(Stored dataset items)

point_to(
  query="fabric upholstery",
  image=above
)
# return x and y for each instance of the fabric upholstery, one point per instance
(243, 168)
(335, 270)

*TASK REQUIREMENTS*: Write the data above out again in full, with every word as given.

*WRITTEN RESPONSE*:
point_to(
  query="fabric upholstery",
  image=above
)
# return x and y for each instance of the fabric upholstery, one point per instance
(243, 168)
(335, 270)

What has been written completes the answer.